**OBJECTIVE 1**
In the text on rolling-ball arguments, reproduce the portion from "Argument in geometry" to "barriers and singularities.", substituting "surveyor" for "researcher".

**SUPPLIED PASSAGE**

>>

= Rolling ball argument =

Argument in geometry of surfaces

In topology, quantum mechanics and geometrodynamics, rolling-ball arguments are used to describe how the perceived geometry and connectedness of a surface can be scale-dependent.

If a researcher probes the shape of an intricately curved surface by rolling a ball across it, then features that are continually curved but whose curvature radius is smaller than the ball radius may appear in the ball's description of the geometry as abrupt points, barriers and singularities.

==Scale-dependent topology==
If the surface being probed contains connections whose scale is smaller than the ball diameter, then these connections may not appear in the ball's map. If the surface contains a wormhole whose throat narrows to slightly less than the ball's diameter, the ball may be able to enter and explore each wormhole mouth, but will not be able to pass through the throat, and will produce a map in which the narrowing mouth walls each terminate in a sharp geometrical spike.

The smooth and multiply connected surface will be mapped by the physics of a "large" particle as being singly connected and including geometrical singularities.

==Topology change without topology change==
If the surface being explored is flexible or elastic, the way the ball is used may affect the reported topology. If the ball is forced into a wormhole mouth that is slightly too small, and the ball and/or throat distorts to allow the ball through, then in the ball's description of the surface, a "new" wormhole connection has suddenly appeared and disappeared again, and the connectivity of the surface has fluctuated unexpectedly.

<<

**INPUT MATERIAL**
>>

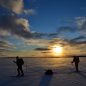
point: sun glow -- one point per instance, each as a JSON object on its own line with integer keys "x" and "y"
{"x": 57, "y": 50}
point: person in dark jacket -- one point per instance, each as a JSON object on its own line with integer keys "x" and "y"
{"x": 19, "y": 62}
{"x": 76, "y": 61}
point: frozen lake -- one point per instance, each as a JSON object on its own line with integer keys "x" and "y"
{"x": 34, "y": 68}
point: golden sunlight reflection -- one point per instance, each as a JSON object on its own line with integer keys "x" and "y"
{"x": 57, "y": 50}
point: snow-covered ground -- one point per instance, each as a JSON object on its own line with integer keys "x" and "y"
{"x": 34, "y": 69}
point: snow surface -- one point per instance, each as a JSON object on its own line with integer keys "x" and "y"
{"x": 34, "y": 69}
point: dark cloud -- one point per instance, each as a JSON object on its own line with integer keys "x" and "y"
{"x": 42, "y": 49}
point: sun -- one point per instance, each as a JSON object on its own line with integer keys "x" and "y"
{"x": 57, "y": 50}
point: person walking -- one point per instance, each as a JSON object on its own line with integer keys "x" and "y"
{"x": 19, "y": 62}
{"x": 76, "y": 61}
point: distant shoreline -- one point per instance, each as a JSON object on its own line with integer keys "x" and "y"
{"x": 46, "y": 57}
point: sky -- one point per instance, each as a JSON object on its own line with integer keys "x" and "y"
{"x": 31, "y": 28}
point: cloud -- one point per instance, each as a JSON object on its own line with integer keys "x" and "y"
{"x": 81, "y": 21}
{"x": 4, "y": 45}
{"x": 42, "y": 49}
{"x": 14, "y": 5}
{"x": 30, "y": 12}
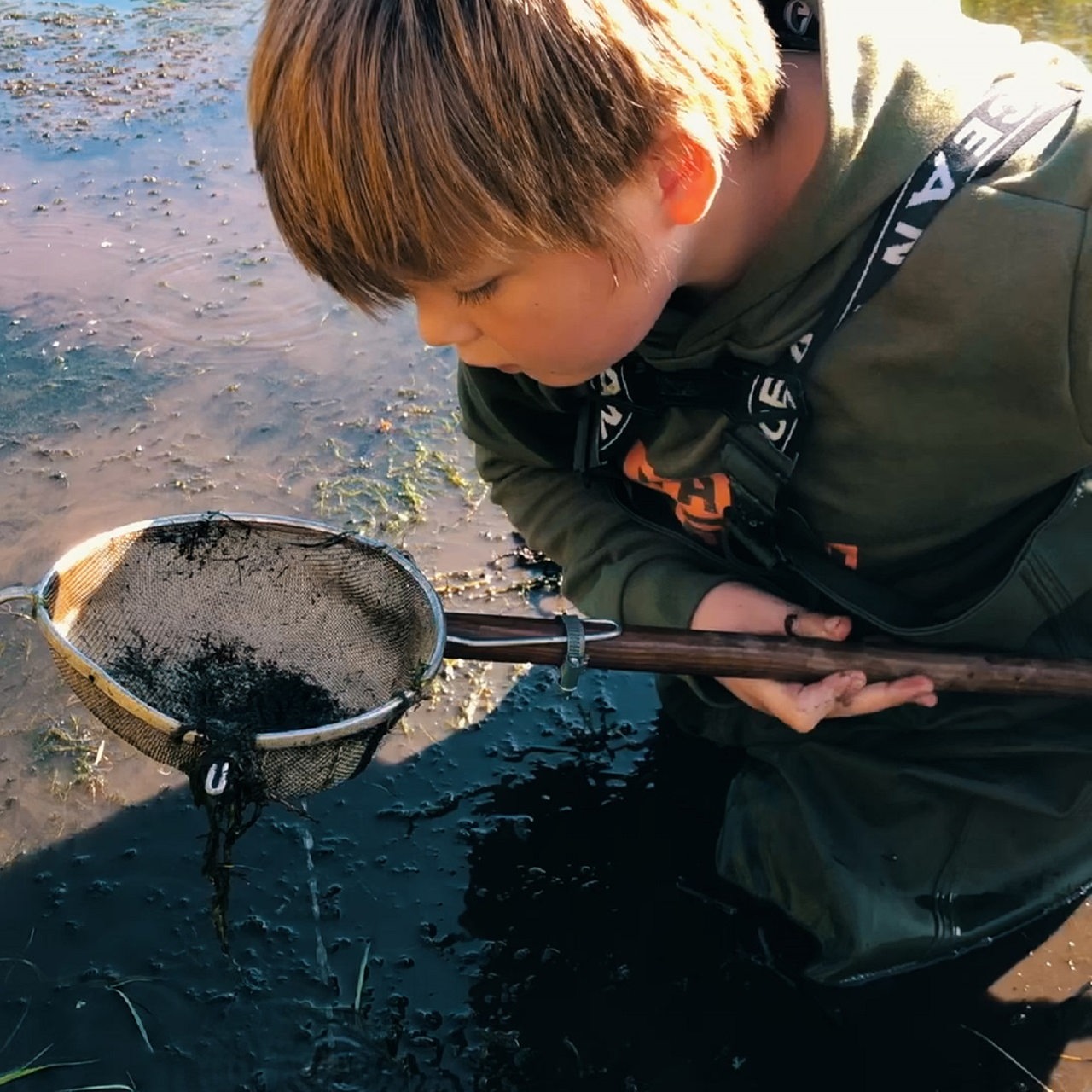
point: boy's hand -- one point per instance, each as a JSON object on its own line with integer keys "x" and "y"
{"x": 738, "y": 608}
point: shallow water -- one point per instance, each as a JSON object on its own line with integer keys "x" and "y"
{"x": 515, "y": 904}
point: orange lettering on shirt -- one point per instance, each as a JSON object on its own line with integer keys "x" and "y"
{"x": 700, "y": 502}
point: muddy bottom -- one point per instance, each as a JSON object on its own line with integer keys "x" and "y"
{"x": 526, "y": 905}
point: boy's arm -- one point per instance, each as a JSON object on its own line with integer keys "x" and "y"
{"x": 613, "y": 565}
{"x": 616, "y": 566}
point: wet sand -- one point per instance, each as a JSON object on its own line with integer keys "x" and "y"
{"x": 515, "y": 893}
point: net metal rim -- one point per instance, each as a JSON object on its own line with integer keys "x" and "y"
{"x": 266, "y": 741}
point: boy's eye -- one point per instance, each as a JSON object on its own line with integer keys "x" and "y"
{"x": 479, "y": 295}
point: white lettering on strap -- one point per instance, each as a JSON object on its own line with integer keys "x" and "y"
{"x": 979, "y": 137}
{"x": 939, "y": 187}
{"x": 799, "y": 350}
{"x": 897, "y": 254}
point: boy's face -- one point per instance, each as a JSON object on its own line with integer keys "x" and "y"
{"x": 558, "y": 317}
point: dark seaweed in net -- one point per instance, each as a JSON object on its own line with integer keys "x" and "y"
{"x": 227, "y": 696}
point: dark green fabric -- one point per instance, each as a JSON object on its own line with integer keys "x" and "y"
{"x": 946, "y": 414}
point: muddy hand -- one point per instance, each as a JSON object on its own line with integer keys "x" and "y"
{"x": 738, "y": 608}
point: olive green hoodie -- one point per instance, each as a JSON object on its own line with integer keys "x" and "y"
{"x": 948, "y": 414}
{"x": 940, "y": 410}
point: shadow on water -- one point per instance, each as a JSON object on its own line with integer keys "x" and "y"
{"x": 522, "y": 907}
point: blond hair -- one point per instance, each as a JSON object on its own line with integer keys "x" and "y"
{"x": 403, "y": 140}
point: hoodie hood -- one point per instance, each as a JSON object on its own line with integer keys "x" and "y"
{"x": 897, "y": 80}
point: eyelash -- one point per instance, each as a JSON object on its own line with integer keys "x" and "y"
{"x": 479, "y": 295}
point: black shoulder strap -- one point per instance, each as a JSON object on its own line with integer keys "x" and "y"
{"x": 767, "y": 406}
{"x": 760, "y": 451}
{"x": 795, "y": 23}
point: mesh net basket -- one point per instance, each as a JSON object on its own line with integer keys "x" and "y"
{"x": 183, "y": 631}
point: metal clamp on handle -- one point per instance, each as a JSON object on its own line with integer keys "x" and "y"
{"x": 576, "y": 653}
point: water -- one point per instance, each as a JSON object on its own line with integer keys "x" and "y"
{"x": 160, "y": 351}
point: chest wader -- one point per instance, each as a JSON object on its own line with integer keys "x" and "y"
{"x": 909, "y": 835}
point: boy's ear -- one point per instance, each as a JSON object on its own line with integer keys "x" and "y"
{"x": 688, "y": 172}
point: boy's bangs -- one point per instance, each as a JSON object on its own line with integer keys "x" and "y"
{"x": 405, "y": 141}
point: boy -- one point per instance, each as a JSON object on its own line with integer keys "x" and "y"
{"x": 757, "y": 342}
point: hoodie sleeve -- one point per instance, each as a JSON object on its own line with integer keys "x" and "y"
{"x": 614, "y": 566}
{"x": 1080, "y": 330}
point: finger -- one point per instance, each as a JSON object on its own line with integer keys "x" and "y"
{"x": 876, "y": 697}
{"x": 819, "y": 626}
{"x": 800, "y": 706}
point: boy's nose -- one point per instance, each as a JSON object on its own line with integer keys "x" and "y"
{"x": 443, "y": 326}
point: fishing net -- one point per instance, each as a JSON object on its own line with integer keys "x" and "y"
{"x": 264, "y": 658}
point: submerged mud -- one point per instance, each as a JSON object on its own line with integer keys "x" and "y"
{"x": 522, "y": 907}
{"x": 515, "y": 894}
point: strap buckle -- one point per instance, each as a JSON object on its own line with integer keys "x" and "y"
{"x": 758, "y": 472}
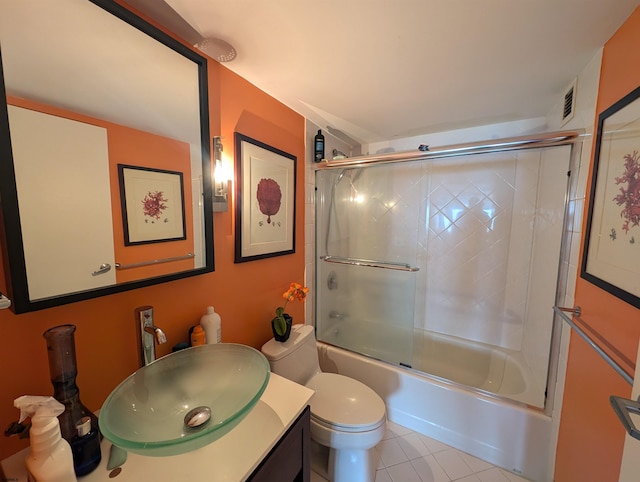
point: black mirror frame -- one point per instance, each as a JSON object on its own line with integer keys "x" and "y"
{"x": 10, "y": 230}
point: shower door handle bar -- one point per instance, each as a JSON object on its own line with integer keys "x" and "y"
{"x": 610, "y": 361}
{"x": 370, "y": 263}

<<

**OBJECTIVE 2**
Tally the lines of the entries that contain the string "strap", and give only that number.

**WRITTEN RESPONSE 1**
Argument in geometry of surfaces

In topology, quantum mechanics and geometrodynamics, rolling-ball arguments are used to describe how the perceived geometry and connectedness of a surface can be scale-dependent.

If a surveyor probes the shape of an intricately curved surface by rolling a ball across it, then features that are continually curved but whose curvature radius is smaller than the ball radius may appear in the ball's description of the geometry as abrupt points, barriers and singularities.

**WRITTEN RESPONSE 2**
3